## Begin PROVIDED RECORDS

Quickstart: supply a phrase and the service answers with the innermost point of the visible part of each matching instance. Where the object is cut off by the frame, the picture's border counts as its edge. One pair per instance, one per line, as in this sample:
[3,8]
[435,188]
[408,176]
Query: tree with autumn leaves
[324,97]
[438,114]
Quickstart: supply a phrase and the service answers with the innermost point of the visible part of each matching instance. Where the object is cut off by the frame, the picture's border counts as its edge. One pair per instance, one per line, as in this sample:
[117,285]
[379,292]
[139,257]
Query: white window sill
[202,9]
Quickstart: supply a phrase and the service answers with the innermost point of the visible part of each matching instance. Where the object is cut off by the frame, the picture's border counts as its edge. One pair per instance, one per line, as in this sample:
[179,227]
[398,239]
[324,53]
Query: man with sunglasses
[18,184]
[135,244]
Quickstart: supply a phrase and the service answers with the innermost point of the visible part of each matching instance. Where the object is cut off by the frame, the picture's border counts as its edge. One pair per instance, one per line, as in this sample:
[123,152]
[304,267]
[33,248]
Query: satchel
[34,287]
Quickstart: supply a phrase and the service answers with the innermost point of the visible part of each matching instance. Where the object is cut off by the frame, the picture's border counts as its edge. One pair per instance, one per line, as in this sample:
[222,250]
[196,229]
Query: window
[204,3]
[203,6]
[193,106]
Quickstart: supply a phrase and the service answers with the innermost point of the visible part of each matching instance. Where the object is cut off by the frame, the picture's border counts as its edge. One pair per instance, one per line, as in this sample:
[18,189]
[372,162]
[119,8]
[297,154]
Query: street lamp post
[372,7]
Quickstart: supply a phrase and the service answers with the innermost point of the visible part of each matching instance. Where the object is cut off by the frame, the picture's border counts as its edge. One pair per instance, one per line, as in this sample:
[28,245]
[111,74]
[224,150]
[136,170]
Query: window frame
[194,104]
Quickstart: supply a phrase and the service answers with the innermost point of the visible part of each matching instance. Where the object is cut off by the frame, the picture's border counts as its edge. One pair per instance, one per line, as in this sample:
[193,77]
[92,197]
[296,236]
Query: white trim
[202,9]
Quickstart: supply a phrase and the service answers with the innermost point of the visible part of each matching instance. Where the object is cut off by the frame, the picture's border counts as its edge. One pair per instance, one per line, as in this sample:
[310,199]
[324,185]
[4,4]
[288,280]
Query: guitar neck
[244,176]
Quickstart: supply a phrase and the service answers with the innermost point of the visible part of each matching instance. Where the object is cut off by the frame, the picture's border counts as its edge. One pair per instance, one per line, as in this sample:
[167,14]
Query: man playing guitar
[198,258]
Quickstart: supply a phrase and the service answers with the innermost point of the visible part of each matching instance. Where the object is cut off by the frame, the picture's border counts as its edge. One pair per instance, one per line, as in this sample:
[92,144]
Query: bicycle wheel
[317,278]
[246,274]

## End PROVIDED RECORDS

• PROBLEM REQUIREMENTS:
Reproduce the listing above verbatim, from first line to last.

• SOLUTION TO THIS EXERCISE:
Quickstart: supply a phrase and the service answers with the innermost point of the visible part of each matching instance. Where the object is cut off by the frame, the picture's border counts as its edge. One pair per instance, one per line, as in this sample:
[3,8]
[435,188]
[408,176]
Query: tree with autumn leaves
[324,97]
[438,114]
Quickstart: supply a phrase and the service answers with the innermost point of the visible part of each matching instance. Where the object is cut off by the frame, the picture's border counts as its edge. One pair per instance, one per line, as in this sample:
[117,285]
[379,292]
[139,257]
Query: white window sill
[202,9]
Quickstart: supply a phrase and the service answers with the innermost point of the visible part of each matching instance. Where the object is cut off by the frame, the picture's border counts as its edge. One pair per instance, one per line, as in this sample:
[179,227]
[398,239]
[324,53]
Query: man with sunglasses
[18,184]
[135,244]
Quickstart: supply a phrase and the service answers with the innermost point of the visible part of each matching instance. Where the object is cut off by the frame, the picture's border counts as its edge. One pair per instance, one per line, as in this sample:
[123,152]
[304,267]
[33,248]
Query: satchel
[34,287]
Quickstart: supply a phrase and the service answers with the innermost point of the visible part of each matching instance. Where the object is cut off by the frame, the picture's border counts as its edge. One pair per instance, one per line, as in this sample:
[222,250]
[196,229]
Query: window
[204,3]
[203,6]
[193,106]
Quickstart: supply a phrase and the service answers with the innermost point of the visible part of each matching instance. Where the object is cut off by the frame, the picture's border counts as its edge. One pair per instance, one per line, as in this sample:
[18,189]
[372,162]
[119,8]
[297,154]
Query: street lamp post
[372,7]
Quickstart: supply a phrase and the service answers with the innermost point of the visible part of each matching instance. Where the object is cut off by the frame, the picture's border counts as its edge. One pair per instance, one per line, as in this sample:
[28,245]
[111,74]
[224,150]
[136,170]
Query: window frame
[194,104]
Quickstart: supply a phrase and the service answers with the innermost point of the visible part of each matching instance. Where the object is cut off by the frame, the picture's border counts as its edge. One pair per instance, one per line, as in this sample:
[193,77]
[92,197]
[296,236]
Query: white trim
[202,9]
Quickstart: supply a phrase and the service answers with the innermost point of the visible part of each matching instance. Where the object is cut off by the frame, the picture's border counts as its edge. One pair per instance, one per line, as in this sample:
[310,199]
[324,185]
[4,4]
[288,280]
Query: guitar neck
[244,176]
Quickstart: supply a phrase and the service answers with the innermost point of the visible part of each matching instance. Where the object is cut off by the frame, the picture's border counts as its edge. One pair per instance, one per line, as in this sample:
[167,14]
Query: man playing guitar
[198,258]
Quickstart: supply a phrase and the service answers with the innermost point of the visible part of each matching instance. Where the object is cut off by the frame, the picture's border counts as its edge. One pair per instance, one per line, as in this sample:
[92,144]
Query: bicycle wheel
[317,278]
[246,274]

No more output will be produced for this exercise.